[Document]
——

New York Times Manipulates FBI Lawyer’s Guilty Plea To Hide Real Spygate News

New York Times Manipulates FBI Lawyer’s Guilty Plea To Hide Real Spygate News

Because they were co-conspirators in the hoax, too many in the corporate media are serving as obstacles to holding the FBI and other powerful government agencies accountable for their actions.
Mollie Hemingway
By

A New York Times reporter who won a Pulitzer Prize for his role perpetrating the Russia collusion hoax was tasked with framing the news that a former top FBI lawyer was to plead guilty to deliberately fabricating evidence against a Donald Trump campaign affiliate targeted in the Russia probe. The resulting article is a case study in how to write propaganda.

Adam Goldman broke, and cushioned, the news that former FBI lawyer Kevin Clinesmith was to plead guilty to fabricating evidence in a Foreign Intelligence Surveillance Act (FISA) warrant application to spy on Trump campaign affiliate Carter Page.

——

[Rows]
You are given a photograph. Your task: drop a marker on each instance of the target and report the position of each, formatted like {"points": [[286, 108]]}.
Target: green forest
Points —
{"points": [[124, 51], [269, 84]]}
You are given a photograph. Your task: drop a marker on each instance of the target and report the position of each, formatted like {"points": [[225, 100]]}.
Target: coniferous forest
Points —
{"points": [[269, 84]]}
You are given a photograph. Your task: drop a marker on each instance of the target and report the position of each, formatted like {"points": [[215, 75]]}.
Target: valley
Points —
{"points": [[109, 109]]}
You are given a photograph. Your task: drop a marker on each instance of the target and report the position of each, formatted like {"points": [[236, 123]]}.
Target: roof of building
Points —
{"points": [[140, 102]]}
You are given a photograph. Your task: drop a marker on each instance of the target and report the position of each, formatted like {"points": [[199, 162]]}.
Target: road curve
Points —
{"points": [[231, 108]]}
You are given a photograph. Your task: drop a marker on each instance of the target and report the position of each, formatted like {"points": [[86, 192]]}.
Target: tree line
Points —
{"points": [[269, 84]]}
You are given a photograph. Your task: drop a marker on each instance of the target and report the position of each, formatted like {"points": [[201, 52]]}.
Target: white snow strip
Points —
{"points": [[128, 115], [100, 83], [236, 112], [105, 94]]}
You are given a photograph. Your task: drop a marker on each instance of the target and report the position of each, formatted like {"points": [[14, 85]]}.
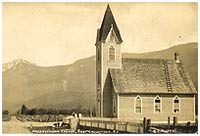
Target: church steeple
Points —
{"points": [[107, 23], [108, 56]]}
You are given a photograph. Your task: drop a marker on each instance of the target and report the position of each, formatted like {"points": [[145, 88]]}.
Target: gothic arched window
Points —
{"points": [[111, 53], [138, 105], [176, 105], [157, 105], [114, 105]]}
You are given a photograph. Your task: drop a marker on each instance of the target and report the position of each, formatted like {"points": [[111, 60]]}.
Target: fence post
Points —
{"points": [[144, 125], [175, 121], [168, 122], [148, 123]]}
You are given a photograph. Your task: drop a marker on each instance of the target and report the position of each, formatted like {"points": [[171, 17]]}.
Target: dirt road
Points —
{"points": [[15, 126]]}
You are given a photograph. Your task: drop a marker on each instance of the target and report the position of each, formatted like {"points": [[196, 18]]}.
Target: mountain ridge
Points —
{"points": [[73, 85]]}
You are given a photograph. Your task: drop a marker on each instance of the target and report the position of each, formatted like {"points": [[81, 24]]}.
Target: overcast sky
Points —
{"points": [[60, 33]]}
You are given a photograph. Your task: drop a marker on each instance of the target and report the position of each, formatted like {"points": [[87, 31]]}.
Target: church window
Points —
{"points": [[157, 105], [114, 105], [138, 105], [176, 105], [111, 53]]}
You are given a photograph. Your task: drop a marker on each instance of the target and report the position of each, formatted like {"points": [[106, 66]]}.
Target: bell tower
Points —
{"points": [[108, 54]]}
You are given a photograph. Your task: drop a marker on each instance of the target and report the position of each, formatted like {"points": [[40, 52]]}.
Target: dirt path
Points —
{"points": [[15, 126]]}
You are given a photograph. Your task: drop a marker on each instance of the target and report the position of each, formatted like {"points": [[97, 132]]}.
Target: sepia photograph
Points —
{"points": [[100, 67]]}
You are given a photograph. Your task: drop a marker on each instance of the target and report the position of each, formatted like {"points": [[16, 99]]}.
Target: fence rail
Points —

——

[To do]
- 1) According to the article on the FBI lawyer's guilty plea, why are too many in the corporate media serving as obstacles to holding the FBI and other powerful government agencies accountable?
- 2) In the article on the FBI lawyer's guilty plea, rewrite the passage from "A New York Times" up to and including "affiliate Carter Page.", substituting "spin" for "propaganda".
The entries come from a separate source.

[Answers to the problems]
- 1) The article says it is because they were co-conspirators in the hoax.

- 2)
A New York Times reporter who won a Pulitzer Prize for his role perpetrating the Russia collusion hoax was tasked with framing the news that a former top FBI lawyer was to plead guilty to deliberately fabricating evidence against a Donald Trump campaign affiliate targeted in the Russia probe. The resulting article is a case study in how to write spin.

Adam Goldman broke, and cushioned, the news that former FBI lawyer Kevin Clinesmith was to plead guilty to fabricating evidence in a Foreign Intelligence Surveillance Act (FISA) warrant application to spy on Trump campaign affiliate Carter Page.